Document extract:
----

With two historically unpopular candidates, the 2016 race produced unusually large numbers of voters — double digits on the eve of the election — who told pollsters they were either undecided or planned to vote for third-party candidates. Many of those voters rallied around Trump in the final weeks of the campaign, helping to hand him his unexpected victory.
Polls suggest there are far fewer on-the-fence voters this time around, but both campaigns believe they have the edge in an election where every vote could count.
“Frankly, I like our chances with them because President Trump has delivered results,” said Nick Trainer, Trump’s director of battleground strategy. He said that just like in 2016, those who identify as undecided tend to be right-leaning and support conservative policies such as lower taxes and a strong military.
Biden’s campaign, which is ahead in polls nationally and a number of battleground states, voices similar optimism and argues those who are undecided historically break for the challenger.
Having so few undecided voters to move “is problematic if your candidate is not leading,” said Becca Siegel, the campaign’s chief analytics officer. She adds that the campaign’s focus on unity and bringing the country together is “extremely persuasive to this group.”
The Biden campaign has hope of winning over people like Jaronowski, a guidance counselor who comes from a family of lifelong Republicans.
Jaronowski, 37, who lives in Independence, Ohio, said she ended up supporting Clinton. Jaronowski said she was repulsed by Trump, whom she said she hates “with the fire of a thousand suns.” But it was hard nonetheless.
This year, though she opposes Democratic policies, she has deep respect for Biden, whom she calls “a very good man.”
But she and her husband own a consumer debt-buying company and fear that a President Biden could cancel that debt, which amounts to tens of millions of dollars.
“Voting in Biden, that’s a very scary thing personally,” she said, adding that the decision would be far easier if she didn’t think he was such a good person.
Others are making their own calculations.
Sam Hillyer, 35, who lives in Fayetteville in northwest Arkansas, voted for third-party candidate Gary Johnson in 2016.
This time, he said, “it’s down to either Donald Trump, Jo Jorgensen, the Libertarian candidate, or possibly not voting in the presidential and voting for the other candidates.” Hillyer, a dispatcher for a trucking company, has written off Biden, convinced the Democrat would raise taxes and take a more interventionist approach to foreign policy and, he said, it “doesn’t help with all the new kind of shady scandals popping up.”
Hillyer said he closely aligns with Jorgensen on most issues, but rejects the candidate’s support for abortion rights.
Living in a strongly Republican state, he said, gives him more freedom than if he lived in a battleground state whose electoral votes are up for grabs, in which case he would vote for Trump without hesitation to try to stop Biden.
For now, he said, “I go back and forth maybe a couple times a day.”
Tracye Stewart, 49, of Richmond, Virginia, is certain a Biden victory would lead to more government restrictions in the fight against the coronavirus and exact unnecessary economic pain.
Stewart, a faithful Republican voter, said that while Trump “hasn’t done anything spectacular” in his first term, he also has not “made the country worse.”
But Stewart’s ballot remains on her desk at home unfilled.
Her sometimes tearful conversations with a friend she’s known since 3rd grade have given her pause.
Her friend raises concerns about Trump’s embrace of QAnon, an unfounded conspiracy theory, and argues that white supremacy is on the rise under the president.
Stewart, who works for a helicopter charter management company, said: “If I voted for Biden it wouldn’t be for myself, it would be for my friend.”

----

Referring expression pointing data
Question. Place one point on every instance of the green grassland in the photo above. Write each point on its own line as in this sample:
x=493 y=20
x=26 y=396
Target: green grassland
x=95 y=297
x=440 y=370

----

Required tasks:
- A) In the article on undecided voters, retype the passage starting at "Her friend raises" and ending at "under the president.".
- B) Summarize the article on undecided voters in two sentences.

Responses in order:
- A)
Her friend raises concerns about Trump’s embrace of QAnon, an unfounded conspiracy theory, and argues that white supremacy is on the rise under the president.

- B) Polls suggest there are far fewer undecided voters than in 2016, when many rallied around Trump late in the race, but both the Trump and Biden campaigns believe they have the edge with this group. Individual voters, including an Ohio guidance counselor, an Arkansas trucking dispatcher and a Virginia Republican, describe weighing financial worries, policy views and personal relationships as they decide.